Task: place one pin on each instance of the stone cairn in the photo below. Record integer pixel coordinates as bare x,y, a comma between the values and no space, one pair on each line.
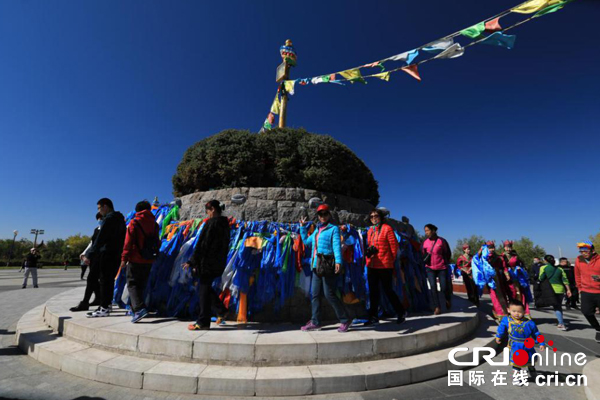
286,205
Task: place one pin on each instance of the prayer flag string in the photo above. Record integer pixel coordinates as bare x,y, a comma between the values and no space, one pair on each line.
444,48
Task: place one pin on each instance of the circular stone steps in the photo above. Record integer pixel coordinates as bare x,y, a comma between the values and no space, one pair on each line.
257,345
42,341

______

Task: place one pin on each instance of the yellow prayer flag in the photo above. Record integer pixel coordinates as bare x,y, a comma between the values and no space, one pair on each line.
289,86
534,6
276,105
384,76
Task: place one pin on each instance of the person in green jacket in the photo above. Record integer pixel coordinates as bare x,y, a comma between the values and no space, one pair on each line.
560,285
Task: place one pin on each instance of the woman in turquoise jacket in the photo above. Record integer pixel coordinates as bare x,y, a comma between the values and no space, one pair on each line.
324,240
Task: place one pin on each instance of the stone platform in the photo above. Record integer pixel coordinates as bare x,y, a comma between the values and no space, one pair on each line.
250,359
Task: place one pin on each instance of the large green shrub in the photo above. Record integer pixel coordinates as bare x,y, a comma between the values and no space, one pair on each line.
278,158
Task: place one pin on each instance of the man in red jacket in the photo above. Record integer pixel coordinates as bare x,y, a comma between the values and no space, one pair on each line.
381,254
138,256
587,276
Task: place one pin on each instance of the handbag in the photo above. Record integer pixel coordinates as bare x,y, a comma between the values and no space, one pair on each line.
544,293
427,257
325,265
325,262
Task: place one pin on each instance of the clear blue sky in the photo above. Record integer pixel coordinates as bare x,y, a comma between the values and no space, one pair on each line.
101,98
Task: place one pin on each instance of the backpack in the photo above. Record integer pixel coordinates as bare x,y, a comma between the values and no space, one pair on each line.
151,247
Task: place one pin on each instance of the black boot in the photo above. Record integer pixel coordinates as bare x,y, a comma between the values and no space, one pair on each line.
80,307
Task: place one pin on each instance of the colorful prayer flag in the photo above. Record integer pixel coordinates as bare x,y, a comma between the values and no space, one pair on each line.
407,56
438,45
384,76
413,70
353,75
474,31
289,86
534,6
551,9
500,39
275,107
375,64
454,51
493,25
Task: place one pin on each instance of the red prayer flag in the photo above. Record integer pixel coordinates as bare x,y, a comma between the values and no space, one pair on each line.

______

> _About this task_
Set down precisely the lines above between the line holding "Task: place one pin on each instance of the man" and the line holding "Task: place one pin on each instance of the red", inclusive, and nothing beyond them.

> _Solved problem_
Task: place one pin on each instance of the man in red jacket in the photo above. Record integer pixel coordinates as bare x,y, a comma between the values and no space, one pair on each line.
381,254
138,256
587,276
Task: place one pin on each instance of the handbag in the photo above. Record integer pixel coordinates as bare x,y, a comma between the values and no space, one pair on each line.
544,293
427,257
325,265
325,262
Task: place one pin on each instance of the clear blue sky in the photo above. Record integer pixel coordinates as bare x,y, a comma between the values and no space, one pair on each line.
101,98
Task: place one pin on each instance of the backpack in the photo above. Record integer pixel coordinates as bare x,y, a comma between the values and no space, one pair on each line.
151,247
Task: place one pin on each instance of the black boot in the photo above. Record integer pixel coordinates as bare x,y, a comma between the values and no space, one pair on each line.
80,307
Task: place one pin on each instance of the colorful prayer flag in the photo above. Record integer pixel coordinates as bare x,y, a comma between the values and no space, one pair on each line.
407,56
438,45
384,76
413,70
353,75
474,31
289,86
534,6
551,9
500,39
275,107
375,64
454,51
493,25
Task: place one pin on each instance of the red prayer flag in the photo above. Record integer pixel coordinates as bare x,y, a comma between the values and no space, one pair on each line.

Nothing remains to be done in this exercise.